*** Block opens ***

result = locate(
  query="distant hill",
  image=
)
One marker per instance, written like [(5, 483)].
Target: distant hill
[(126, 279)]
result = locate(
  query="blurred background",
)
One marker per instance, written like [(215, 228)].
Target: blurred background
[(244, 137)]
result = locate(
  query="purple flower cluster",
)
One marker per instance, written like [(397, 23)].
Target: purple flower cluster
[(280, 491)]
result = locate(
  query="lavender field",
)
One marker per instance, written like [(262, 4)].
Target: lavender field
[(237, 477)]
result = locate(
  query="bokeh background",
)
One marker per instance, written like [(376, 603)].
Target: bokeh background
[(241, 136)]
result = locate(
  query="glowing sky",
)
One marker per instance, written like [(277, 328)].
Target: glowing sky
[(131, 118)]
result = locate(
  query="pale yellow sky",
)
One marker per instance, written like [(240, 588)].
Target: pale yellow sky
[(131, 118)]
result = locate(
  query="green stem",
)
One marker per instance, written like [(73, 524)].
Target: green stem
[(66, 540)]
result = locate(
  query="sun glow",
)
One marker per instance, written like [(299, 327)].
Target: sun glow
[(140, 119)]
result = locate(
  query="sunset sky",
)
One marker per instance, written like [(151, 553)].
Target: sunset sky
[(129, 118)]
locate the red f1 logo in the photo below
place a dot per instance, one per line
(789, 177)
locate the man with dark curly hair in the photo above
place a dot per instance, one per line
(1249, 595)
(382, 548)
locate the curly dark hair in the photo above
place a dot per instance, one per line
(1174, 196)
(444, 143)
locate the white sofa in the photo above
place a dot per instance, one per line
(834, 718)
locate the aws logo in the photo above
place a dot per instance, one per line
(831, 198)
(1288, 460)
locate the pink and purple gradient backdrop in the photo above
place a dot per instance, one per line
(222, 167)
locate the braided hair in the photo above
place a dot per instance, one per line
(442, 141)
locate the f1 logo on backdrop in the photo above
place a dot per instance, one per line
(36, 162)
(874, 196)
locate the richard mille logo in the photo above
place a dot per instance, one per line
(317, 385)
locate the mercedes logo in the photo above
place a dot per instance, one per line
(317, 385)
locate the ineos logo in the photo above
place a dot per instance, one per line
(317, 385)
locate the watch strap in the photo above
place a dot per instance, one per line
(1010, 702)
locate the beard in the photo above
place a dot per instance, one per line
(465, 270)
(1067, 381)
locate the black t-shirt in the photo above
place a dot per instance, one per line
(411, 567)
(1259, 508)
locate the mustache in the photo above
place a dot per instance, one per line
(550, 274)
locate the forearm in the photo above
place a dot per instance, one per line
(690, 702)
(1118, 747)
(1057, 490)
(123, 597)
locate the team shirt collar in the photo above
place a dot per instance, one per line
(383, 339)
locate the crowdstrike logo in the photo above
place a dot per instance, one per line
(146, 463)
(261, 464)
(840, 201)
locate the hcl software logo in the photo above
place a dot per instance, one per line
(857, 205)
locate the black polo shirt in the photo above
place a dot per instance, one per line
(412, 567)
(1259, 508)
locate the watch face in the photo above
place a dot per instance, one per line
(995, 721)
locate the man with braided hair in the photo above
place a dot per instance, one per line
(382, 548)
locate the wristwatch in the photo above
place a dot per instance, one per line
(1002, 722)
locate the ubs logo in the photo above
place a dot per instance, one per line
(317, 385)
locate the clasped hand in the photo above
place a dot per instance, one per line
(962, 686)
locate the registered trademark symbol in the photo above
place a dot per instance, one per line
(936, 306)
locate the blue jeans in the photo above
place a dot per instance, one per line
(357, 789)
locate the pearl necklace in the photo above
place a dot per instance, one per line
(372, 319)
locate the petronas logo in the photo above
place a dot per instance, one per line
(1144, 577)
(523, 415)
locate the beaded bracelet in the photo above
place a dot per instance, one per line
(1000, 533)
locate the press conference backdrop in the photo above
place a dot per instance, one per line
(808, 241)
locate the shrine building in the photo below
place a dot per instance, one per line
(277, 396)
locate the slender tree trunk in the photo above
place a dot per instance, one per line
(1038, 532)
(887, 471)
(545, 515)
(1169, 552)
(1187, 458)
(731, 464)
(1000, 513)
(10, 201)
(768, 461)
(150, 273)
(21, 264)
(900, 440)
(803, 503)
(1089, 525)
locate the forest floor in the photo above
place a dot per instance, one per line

*** Block closes ***

Exercise: The data above must be reproduced in full, exactly as given.

Response to this task:
result = locate(
  query="distant hill",
  image=
)
One marker per instance, written like [(5, 483)].
Target: distant hill
[(126, 279)]
result = locate(
  query="blurred background",
)
One marker per instance, written like [(215, 228)].
Target: blurred background
[(244, 137)]
result = locate(
  query="purple flower cluster",
)
One marker per instance, written like [(397, 23)].
Target: purple flower cluster
[(280, 491)]
result = locate(
  query="lavender field",
)
One marker per instance, written like [(262, 4)].
Target: lavender field
[(237, 477)]
result = locate(
  query="bokeh background",
)
One marker per instance, written like [(376, 603)].
Target: bokeh background
[(241, 136)]
result = locate(
  query="glowing sky",
)
One marker per instance, written like [(277, 328)].
Target: glowing sky
[(131, 118)]
result = locate(
  query="pale yellow sky",
)
One marker per instance, written like [(240, 588)].
Target: pale yellow sky
[(131, 118)]
result = locate(
  query="green stem",
)
One marker per instance, written like [(73, 524)].
Target: green stem
[(66, 540)]
result = locate(
  query="sun glow",
)
One marker per instance, written like [(299, 327)].
Target: sun glow
[(140, 119)]
result = locate(
  query="sunset sky",
)
One marker per instance, written like [(151, 553)].
Target: sunset sky
[(129, 118)]
locate the red f1 logo in the photo below
place a dot per instance, one per line
(789, 177)
locate the man with dark curly hair in the photo above
place a dot per instance, one per line
(1249, 595)
(382, 548)
locate the curly dark hair in the photo above
place a dot per instance, one per line
(1174, 196)
(444, 143)
locate the white sofa in the photo above
place a dot per instance, one per line
(834, 718)
locate the aws logo in the photo above
place a dot per instance, one per line
(831, 198)
(1288, 460)
locate the pink and purple gradient backdrop in the photo above
place a dot per instance, one per line
(222, 167)
locate the braided hair in the photo above
place a dot per instance, one per line
(442, 141)
locate the f1 logo on backdrop in the photo above
place a dot per instance, one per line
(36, 162)
(874, 196)
locate the richard mille logo in the photo above
place a dot per instance, one per line
(317, 385)
locate the mercedes logo in the photo above
place a dot per instance, one per line
(317, 385)
locate the ineos logo in the photo above
place a dot per instance, one per line
(317, 385)
locate the watch strap in the photo above
place a dot per instance, one per line
(1010, 702)
locate the beard in the photo above
place a dot per instance, one per line
(465, 270)
(1067, 381)
locate the black t-shirt in the photo above
place a dot per instance, one per line
(411, 567)
(1259, 508)
locate the mustache in the photo above
place a dot per instance, one per line
(550, 274)
locate the forearm in the photo above
place a dot per instance, one per line
(690, 702)
(1118, 747)
(1057, 490)
(123, 597)
locate the team shirt collar in the photo above
place a dot per instance, one per line
(383, 339)
locate the crowdstrike logo in the photo above
place a dot per instance, one per line
(146, 463)
(261, 464)
(840, 201)
locate the hcl software logo in the photo above
place a dot per instance, one per line
(857, 205)
locate the black polo shirt in the photo above
place a dot per instance, one per line
(412, 567)
(1259, 508)
locate the watch face in the photo above
place a dot per instance, one per line
(995, 721)
locate the man with braided hair in the photo above
place a dot per instance, one per line
(382, 548)
locate the wristwatch in the photo above
place a dot per instance, one per line
(1002, 722)
locate the ubs logo in the photo above
place a dot per instance, one per line
(317, 385)
locate the clasped hand in the photo above
place a dot per instance, one per line
(962, 686)
locate the registered trademark symbol in the photo above
place a dot per instance, one per line
(936, 306)
locate the blue jeans in the photo above
place a dot per instance, one per line
(357, 789)
locate the pearl necklace in the photo above
place a dot per instance, one per line
(372, 319)
locate the petronas logo in the photo above
place a dot per instance, one per line
(1144, 577)
(523, 415)
locate the beaded bracelet in the photo above
place a dot per instance, one per line
(1000, 533)
locate the press conference backdrop in the photo above
place a dot per instance, one per line
(808, 241)
locate the shrine building in the photo below
place a dot per instance, one per line
(277, 396)
locate the slender tree trunk in the photo above
place a dot per instance, one per line
(1038, 532)
(887, 471)
(545, 515)
(1169, 552)
(1187, 458)
(731, 464)
(1000, 513)
(10, 201)
(768, 461)
(150, 273)
(21, 264)
(900, 440)
(803, 503)
(1089, 525)
locate the forest floor in the photo above
place a dot per instance, one per line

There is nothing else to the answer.